◆ Exercise description: Copy the listing below, replacing each "single dot" with "single marker" and keeping everything else unchanged. Omit the pictures from your copy.

━━━

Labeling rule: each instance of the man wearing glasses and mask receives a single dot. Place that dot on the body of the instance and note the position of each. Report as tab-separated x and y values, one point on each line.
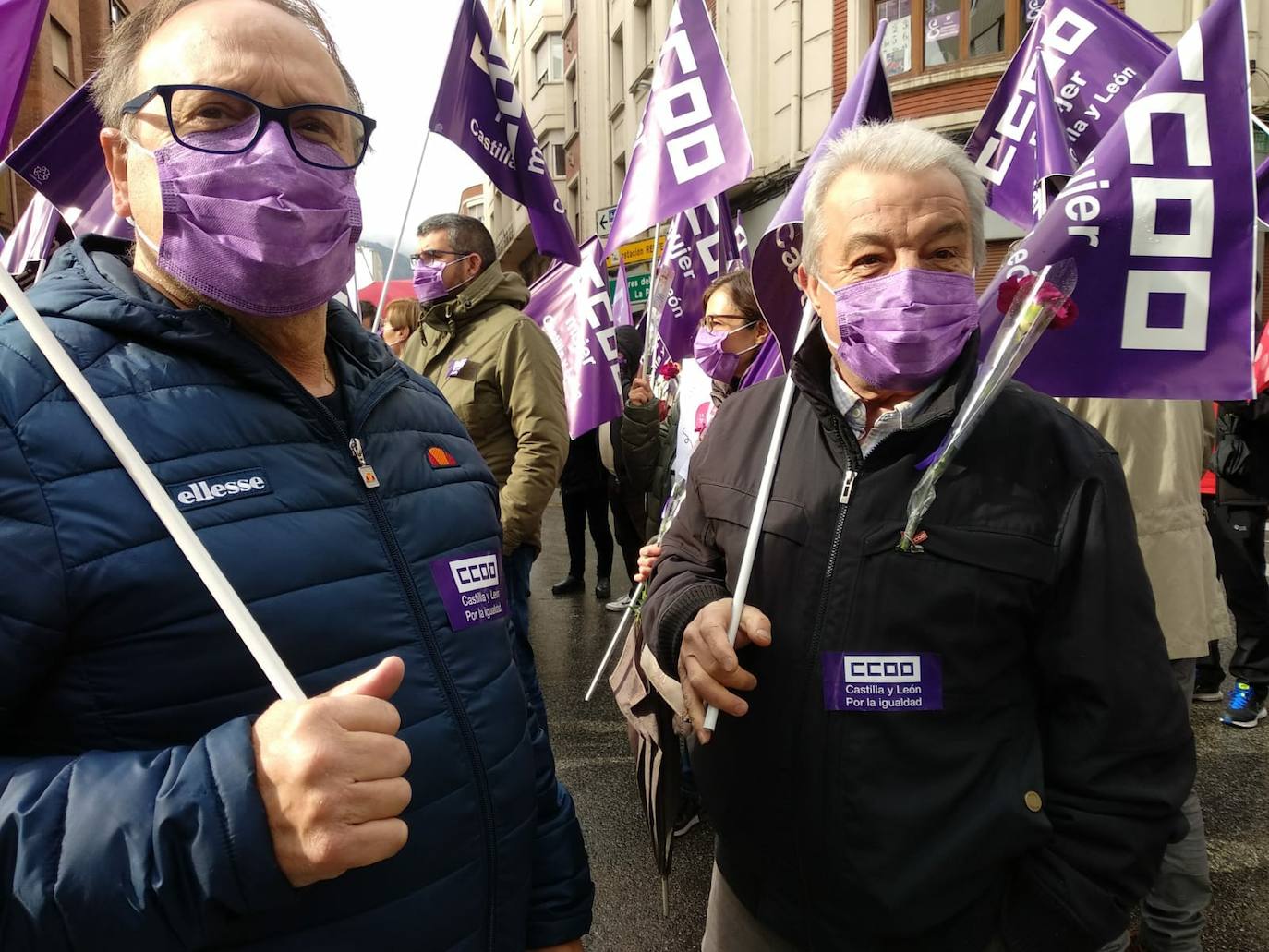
502	376
152	792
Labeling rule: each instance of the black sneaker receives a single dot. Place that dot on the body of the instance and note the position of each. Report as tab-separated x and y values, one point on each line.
1208	690
567	585
1246	706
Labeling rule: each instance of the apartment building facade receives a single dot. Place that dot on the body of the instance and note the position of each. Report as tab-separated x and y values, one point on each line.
790	64
67	54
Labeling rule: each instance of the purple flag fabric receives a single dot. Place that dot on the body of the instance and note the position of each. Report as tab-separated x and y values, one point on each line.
622	314
1160	223
571	306
20	22
1054	162
692	144
693	257
1096	60
478	109
63	160
780	250
32	237
746	258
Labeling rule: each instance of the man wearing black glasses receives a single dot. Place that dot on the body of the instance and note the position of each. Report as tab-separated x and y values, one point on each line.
502	375
151	796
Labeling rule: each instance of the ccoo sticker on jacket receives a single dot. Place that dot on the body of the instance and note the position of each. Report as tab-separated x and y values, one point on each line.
882	683
471	588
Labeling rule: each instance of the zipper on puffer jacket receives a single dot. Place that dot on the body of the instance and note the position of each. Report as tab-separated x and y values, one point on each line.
405	579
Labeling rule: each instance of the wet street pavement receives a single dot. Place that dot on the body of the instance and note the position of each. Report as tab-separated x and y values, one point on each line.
594	762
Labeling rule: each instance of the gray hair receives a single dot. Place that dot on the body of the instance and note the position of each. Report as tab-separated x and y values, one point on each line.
465	235
115	81
888	146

━━━

◆ Solution for this problem:
Labeling rule: each instance of the man wearing glasses and mask receives a single marker. Place that dot on the body of the instance and note the position of each. Report as tab-separated x and y values, one point on each line.
502	376
152	792
Labeling rule: each instance of the black sneaker receives a single marker. Place that dot on the body of the instance and note the position of each. Report as tab-separated x and y values, one point on each line.
1208	690
567	585
1246	706
Labeling rule: each instance of the apartment building facade receives a single marker. Place that dot on the body of the instance and note the position of each. Report as tab-separated x and y values, one point on each line.
790	64
67	54
Labeling rule: each instance of the purple flag fabric receives a single marker. Place that dot on the body of the instance and note the position of each. Report as tab-separated x and y values, one point on each line.
622	314
1160	223
571	306
20	22
1054	162
692	144
693	257
1096	60
478	109
63	160
780	250
32	237
746	258
Labeling rule: each instance of the man wearing black glasses receives a single marker. Place that dot on the body of the instance and note the position of each. Report as tab-separated x and y values, one point on each line.
502	375
151	796
Labeling rule: each instance of the ccoo sticker on jacket receives a single marker. Place that dot on the body of the instance and note the position of each. Report as tab-separated x and y values, one point on each line.
882	683
471	588
Labeling rule: each instance of the zipper on puffer jacket receives a single marker. Place that dot on the body of the instance and note the position of each. Report as tab-separated x and y values, one point on each line.
405	579
Labeling rule: each instance of the wet street pavement receives a single marker. Place that dot on the body of the instance and note the position of each. Report as tab-separated x and y values, one point on each line.
594	762
Labeling rule: each instance of the gray hair receives a single marker. Place that dot on the body of the instance and note the position of each. Report as tab-separated x and y values, one point on each line.
465	235
115	81
888	146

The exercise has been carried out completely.